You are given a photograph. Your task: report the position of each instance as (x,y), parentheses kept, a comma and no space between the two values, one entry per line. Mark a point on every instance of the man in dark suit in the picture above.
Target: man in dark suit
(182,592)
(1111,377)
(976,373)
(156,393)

# About this task
The full listing should be output exactly, line for line.

# Output of the exercise
You are given a photograph. Your task: report the position of each instance as (x,y), parentheses kept, a comma and no space between the two values, one entry per line. Mark a point on every instance of the man in dark suit in the picture above.
Target: man in dark suit
(182,592)
(1111,377)
(976,373)
(156,393)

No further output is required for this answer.